*** Opening Records shown ***

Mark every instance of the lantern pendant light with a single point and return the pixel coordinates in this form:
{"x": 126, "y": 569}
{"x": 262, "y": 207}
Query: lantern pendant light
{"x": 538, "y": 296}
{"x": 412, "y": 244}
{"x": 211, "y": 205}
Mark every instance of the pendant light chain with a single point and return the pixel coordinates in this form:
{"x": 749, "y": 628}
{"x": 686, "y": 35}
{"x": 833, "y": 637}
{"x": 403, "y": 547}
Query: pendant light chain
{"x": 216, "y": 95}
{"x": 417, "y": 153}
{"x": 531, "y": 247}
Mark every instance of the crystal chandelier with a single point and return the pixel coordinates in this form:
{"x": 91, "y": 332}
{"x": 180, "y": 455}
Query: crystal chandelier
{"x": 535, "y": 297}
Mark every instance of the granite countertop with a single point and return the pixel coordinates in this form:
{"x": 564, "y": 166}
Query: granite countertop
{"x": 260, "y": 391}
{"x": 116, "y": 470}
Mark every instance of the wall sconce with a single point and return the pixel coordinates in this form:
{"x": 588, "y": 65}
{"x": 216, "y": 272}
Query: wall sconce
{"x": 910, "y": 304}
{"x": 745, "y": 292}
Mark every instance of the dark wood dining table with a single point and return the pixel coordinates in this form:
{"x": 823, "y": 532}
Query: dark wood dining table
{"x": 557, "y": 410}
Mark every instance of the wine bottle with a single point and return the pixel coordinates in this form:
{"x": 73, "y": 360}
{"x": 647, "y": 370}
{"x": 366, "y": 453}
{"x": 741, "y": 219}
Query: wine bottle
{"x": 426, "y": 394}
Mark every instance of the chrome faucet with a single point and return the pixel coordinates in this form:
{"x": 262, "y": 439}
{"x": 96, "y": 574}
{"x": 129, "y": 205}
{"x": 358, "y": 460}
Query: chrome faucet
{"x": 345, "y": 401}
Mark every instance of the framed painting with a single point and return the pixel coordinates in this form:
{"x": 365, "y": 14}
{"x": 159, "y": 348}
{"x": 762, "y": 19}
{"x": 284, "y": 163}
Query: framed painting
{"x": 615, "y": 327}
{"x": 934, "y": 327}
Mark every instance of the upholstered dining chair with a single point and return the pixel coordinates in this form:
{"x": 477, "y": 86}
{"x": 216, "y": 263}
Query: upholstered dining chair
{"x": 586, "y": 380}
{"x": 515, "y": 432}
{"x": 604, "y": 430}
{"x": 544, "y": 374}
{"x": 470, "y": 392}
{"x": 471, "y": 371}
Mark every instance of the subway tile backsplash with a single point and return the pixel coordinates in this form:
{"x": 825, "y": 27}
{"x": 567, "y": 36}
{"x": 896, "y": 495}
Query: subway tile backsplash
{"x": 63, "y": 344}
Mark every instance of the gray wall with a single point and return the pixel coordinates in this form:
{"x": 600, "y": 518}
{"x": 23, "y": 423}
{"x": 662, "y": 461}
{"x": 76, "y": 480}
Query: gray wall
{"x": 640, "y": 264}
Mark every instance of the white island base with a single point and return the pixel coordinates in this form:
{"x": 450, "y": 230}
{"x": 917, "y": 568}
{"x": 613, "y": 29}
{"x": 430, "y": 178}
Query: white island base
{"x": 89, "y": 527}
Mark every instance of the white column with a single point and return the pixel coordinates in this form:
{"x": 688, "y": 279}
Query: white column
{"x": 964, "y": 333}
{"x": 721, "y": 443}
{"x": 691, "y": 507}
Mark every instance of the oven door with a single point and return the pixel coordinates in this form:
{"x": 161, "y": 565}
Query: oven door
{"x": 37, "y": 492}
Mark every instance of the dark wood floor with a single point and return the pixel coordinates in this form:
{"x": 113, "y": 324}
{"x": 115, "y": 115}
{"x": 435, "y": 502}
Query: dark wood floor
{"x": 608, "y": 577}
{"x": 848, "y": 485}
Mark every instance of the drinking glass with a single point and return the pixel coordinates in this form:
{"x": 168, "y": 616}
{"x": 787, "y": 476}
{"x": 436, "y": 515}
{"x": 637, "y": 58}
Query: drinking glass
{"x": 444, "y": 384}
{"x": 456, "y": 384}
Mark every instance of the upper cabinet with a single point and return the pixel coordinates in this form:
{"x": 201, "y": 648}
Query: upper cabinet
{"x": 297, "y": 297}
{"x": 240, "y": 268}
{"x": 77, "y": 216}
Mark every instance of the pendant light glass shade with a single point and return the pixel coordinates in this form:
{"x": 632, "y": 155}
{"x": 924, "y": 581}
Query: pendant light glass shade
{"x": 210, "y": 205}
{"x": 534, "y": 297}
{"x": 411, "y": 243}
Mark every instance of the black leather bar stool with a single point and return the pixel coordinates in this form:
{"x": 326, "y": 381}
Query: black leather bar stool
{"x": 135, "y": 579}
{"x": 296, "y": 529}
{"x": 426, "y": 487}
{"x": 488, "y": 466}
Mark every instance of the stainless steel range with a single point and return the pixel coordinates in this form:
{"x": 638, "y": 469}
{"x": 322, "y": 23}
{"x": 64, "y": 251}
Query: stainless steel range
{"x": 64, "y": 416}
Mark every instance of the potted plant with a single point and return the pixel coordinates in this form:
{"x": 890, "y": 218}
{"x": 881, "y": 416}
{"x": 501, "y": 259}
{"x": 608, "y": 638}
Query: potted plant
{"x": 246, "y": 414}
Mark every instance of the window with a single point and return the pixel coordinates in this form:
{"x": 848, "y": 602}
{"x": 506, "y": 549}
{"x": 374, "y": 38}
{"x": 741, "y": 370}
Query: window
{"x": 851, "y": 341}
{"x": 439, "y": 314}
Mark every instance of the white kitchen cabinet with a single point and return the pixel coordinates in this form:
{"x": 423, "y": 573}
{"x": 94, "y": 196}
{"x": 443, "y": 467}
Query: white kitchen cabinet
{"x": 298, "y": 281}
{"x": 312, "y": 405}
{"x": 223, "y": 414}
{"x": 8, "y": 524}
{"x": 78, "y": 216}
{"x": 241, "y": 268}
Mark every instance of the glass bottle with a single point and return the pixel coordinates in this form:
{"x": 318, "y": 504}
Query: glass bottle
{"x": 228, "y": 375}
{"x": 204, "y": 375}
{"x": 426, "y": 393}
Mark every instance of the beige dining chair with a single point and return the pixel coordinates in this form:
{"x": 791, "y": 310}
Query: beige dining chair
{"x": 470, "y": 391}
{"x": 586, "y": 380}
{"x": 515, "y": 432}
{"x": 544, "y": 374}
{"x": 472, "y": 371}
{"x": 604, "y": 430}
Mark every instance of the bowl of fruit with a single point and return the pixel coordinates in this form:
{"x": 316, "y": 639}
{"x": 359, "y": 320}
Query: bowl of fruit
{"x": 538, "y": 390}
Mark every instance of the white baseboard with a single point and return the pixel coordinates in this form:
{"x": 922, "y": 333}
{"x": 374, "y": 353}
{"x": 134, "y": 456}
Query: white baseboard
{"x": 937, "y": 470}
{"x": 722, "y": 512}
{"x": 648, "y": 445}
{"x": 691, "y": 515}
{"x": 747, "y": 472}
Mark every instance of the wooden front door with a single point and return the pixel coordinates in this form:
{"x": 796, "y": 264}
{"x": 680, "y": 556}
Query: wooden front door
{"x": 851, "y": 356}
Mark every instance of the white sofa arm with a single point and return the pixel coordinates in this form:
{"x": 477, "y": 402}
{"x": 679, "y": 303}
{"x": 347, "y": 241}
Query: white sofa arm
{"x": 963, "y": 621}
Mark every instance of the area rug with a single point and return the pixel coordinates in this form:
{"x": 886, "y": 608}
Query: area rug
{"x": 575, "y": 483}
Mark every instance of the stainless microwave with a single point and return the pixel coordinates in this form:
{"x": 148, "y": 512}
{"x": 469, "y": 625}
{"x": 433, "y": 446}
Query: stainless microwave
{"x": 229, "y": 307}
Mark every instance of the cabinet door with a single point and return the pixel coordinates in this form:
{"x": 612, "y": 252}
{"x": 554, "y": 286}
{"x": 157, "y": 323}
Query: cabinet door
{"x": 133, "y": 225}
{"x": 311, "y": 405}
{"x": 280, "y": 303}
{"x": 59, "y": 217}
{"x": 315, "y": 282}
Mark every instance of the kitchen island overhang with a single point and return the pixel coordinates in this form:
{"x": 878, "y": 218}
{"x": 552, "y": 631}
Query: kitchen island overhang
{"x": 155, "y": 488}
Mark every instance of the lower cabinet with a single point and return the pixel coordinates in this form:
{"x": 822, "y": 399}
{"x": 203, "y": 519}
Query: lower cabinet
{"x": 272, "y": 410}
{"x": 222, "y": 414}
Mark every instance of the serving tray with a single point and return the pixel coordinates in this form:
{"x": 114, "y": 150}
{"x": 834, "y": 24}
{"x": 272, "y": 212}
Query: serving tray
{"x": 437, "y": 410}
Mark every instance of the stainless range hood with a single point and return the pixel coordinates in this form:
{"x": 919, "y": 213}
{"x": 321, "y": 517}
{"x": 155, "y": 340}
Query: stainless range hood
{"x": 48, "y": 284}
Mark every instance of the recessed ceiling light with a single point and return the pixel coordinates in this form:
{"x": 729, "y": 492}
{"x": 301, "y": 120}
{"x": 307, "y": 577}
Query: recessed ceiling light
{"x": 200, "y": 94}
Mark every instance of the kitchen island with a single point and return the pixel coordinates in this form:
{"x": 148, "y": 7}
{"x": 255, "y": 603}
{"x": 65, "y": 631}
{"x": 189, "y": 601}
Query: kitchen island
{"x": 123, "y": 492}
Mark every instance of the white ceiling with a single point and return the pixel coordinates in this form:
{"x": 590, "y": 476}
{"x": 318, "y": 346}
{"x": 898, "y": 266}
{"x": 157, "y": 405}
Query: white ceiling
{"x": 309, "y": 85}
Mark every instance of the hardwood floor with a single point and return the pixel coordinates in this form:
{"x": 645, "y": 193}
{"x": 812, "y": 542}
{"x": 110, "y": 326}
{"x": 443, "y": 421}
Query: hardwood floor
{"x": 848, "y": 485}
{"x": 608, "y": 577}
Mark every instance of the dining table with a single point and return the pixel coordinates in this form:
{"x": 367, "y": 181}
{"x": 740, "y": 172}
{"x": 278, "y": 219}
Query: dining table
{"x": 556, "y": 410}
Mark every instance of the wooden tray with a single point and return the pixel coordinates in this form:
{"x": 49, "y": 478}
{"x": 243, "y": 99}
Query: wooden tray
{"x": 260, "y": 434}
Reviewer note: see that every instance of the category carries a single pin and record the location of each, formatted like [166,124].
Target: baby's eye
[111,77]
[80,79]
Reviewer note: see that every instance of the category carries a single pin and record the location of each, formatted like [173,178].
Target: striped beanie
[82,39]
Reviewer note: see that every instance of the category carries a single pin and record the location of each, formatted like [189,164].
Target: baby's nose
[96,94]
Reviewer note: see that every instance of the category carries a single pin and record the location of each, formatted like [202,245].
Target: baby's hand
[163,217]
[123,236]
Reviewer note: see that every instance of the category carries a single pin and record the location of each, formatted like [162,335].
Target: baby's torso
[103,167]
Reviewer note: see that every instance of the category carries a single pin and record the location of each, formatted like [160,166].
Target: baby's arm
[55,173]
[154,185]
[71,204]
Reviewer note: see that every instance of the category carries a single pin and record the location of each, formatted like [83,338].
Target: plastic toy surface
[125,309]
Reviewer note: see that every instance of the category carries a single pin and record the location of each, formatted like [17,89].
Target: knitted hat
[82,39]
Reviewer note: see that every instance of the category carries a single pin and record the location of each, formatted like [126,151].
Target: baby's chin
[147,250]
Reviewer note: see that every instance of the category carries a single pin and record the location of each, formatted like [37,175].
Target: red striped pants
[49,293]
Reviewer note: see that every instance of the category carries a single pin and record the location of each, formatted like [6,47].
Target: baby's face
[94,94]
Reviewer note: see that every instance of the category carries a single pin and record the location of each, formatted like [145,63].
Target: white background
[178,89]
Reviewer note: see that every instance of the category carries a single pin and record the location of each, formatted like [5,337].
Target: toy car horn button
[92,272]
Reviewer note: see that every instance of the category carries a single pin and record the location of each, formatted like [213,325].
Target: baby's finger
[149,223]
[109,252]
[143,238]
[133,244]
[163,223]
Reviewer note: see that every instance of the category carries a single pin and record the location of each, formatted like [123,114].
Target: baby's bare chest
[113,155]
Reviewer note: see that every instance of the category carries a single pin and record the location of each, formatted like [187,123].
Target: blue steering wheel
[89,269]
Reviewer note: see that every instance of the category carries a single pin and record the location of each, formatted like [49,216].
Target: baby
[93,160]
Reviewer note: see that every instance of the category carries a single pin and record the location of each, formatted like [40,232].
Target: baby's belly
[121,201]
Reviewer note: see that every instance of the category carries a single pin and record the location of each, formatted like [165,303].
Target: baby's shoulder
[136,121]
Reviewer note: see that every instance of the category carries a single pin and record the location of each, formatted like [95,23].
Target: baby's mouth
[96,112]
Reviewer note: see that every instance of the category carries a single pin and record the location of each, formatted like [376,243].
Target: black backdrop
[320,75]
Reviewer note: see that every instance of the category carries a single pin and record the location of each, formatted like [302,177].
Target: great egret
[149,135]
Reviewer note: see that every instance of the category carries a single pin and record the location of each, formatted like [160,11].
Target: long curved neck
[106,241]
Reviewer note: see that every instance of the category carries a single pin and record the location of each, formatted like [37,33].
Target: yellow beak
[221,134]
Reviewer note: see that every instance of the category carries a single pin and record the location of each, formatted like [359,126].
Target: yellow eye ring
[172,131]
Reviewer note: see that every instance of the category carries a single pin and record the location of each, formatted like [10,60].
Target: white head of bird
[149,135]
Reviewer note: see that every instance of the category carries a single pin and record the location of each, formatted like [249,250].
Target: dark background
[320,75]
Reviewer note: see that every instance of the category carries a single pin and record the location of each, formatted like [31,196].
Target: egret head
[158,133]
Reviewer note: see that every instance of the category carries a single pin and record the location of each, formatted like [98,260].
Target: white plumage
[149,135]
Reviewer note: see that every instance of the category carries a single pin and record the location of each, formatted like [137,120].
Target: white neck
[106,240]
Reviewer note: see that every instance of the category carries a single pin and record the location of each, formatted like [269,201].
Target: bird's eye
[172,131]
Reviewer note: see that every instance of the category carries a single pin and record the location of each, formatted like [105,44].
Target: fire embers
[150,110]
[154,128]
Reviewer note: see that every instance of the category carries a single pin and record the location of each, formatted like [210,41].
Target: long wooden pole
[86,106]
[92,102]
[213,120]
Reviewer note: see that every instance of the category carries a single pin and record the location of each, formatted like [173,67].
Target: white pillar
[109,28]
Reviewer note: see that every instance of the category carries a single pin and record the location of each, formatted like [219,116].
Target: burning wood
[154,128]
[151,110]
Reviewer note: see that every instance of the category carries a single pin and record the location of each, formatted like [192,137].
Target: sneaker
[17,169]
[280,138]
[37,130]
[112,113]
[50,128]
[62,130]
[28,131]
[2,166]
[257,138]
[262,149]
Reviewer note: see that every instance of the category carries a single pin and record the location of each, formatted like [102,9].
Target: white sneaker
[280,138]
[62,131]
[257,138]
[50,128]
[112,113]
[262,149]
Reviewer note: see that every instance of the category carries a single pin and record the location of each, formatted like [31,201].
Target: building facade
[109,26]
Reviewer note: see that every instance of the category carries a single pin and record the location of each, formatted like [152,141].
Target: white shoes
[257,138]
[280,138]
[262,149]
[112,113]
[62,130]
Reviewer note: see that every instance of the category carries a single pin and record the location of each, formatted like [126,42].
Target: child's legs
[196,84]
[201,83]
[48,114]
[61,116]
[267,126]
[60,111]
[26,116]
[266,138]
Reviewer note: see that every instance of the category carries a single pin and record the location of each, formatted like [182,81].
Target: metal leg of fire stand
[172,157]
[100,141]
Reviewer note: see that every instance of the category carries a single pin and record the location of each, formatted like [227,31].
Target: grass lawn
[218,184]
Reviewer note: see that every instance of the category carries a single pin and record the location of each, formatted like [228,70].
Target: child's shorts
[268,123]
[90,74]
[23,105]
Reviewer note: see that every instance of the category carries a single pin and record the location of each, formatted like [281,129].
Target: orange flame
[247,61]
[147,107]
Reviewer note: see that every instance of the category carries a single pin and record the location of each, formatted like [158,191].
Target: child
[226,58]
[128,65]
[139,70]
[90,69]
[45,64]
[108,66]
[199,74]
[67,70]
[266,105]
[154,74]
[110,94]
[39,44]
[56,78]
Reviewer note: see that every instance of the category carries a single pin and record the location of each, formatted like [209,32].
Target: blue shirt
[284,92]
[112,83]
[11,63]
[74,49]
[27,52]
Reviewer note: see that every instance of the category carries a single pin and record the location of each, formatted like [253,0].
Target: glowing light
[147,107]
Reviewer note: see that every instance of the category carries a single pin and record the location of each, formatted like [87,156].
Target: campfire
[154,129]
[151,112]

*** Closing Records shown ***

Please print exactly the lines from the one containing "Target: glowing light" through the last line of the records, both included, and nothing else.

**Expected answer**
Target: glowing light
[147,107]
Reviewer note: see that every instance of the category carries a single pin and record the location of each, formatted like [87,156].
Target: campfire
[154,129]
[151,112]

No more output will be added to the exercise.